[Excerpts from a detection dataset]

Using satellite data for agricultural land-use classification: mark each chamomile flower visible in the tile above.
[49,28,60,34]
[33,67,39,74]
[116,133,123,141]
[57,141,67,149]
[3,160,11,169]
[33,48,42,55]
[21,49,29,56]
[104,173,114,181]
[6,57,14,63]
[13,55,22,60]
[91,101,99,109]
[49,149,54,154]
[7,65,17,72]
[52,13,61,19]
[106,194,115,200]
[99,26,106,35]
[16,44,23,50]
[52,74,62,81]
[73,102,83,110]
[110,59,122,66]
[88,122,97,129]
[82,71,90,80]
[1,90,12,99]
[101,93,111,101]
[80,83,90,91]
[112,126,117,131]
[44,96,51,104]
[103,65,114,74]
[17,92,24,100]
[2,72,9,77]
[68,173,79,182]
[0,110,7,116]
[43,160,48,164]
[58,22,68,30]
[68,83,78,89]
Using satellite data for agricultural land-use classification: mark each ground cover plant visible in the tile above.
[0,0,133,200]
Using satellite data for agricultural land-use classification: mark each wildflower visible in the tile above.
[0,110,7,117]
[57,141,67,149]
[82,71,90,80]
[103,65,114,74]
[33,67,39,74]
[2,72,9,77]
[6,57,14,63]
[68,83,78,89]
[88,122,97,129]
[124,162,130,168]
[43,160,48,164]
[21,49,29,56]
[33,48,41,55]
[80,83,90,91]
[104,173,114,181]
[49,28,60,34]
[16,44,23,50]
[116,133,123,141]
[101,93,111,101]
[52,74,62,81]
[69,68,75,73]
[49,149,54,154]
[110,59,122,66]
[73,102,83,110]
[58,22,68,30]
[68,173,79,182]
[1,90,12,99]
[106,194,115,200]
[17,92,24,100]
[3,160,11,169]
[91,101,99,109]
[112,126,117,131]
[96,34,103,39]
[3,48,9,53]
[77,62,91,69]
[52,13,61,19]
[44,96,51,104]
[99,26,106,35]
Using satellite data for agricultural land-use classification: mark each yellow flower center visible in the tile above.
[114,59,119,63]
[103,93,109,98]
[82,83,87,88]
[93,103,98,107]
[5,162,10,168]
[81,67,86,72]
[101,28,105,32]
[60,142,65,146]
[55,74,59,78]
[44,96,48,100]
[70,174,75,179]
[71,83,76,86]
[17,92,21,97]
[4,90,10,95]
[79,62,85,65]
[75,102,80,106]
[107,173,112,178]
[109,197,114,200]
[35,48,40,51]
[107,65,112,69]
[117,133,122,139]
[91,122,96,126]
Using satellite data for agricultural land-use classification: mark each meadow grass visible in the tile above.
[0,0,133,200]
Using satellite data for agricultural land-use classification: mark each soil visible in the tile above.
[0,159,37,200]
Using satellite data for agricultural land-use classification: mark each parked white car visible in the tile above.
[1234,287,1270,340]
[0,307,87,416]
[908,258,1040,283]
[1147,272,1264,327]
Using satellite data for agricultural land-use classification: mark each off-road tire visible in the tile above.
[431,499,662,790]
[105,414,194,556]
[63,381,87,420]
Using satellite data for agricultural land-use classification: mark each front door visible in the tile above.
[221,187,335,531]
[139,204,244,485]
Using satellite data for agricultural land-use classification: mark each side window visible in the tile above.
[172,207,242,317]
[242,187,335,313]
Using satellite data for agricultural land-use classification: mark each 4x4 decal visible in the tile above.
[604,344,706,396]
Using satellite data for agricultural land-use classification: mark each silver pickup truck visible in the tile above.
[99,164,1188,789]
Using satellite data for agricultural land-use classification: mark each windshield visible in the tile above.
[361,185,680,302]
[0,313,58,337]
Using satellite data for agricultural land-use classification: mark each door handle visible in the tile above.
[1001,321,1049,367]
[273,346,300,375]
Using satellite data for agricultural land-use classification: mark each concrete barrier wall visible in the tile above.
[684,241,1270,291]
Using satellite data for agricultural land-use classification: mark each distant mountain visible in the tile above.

Work instructions: Extract each line above that contains the string "door". Case counts.

Solution for this exercise:
Using satellite data for agricultural land-use classification: mark each front door visible in the tile above.
Using satellite data for agricultural land-use classification: mark each door handle visible in the tile above.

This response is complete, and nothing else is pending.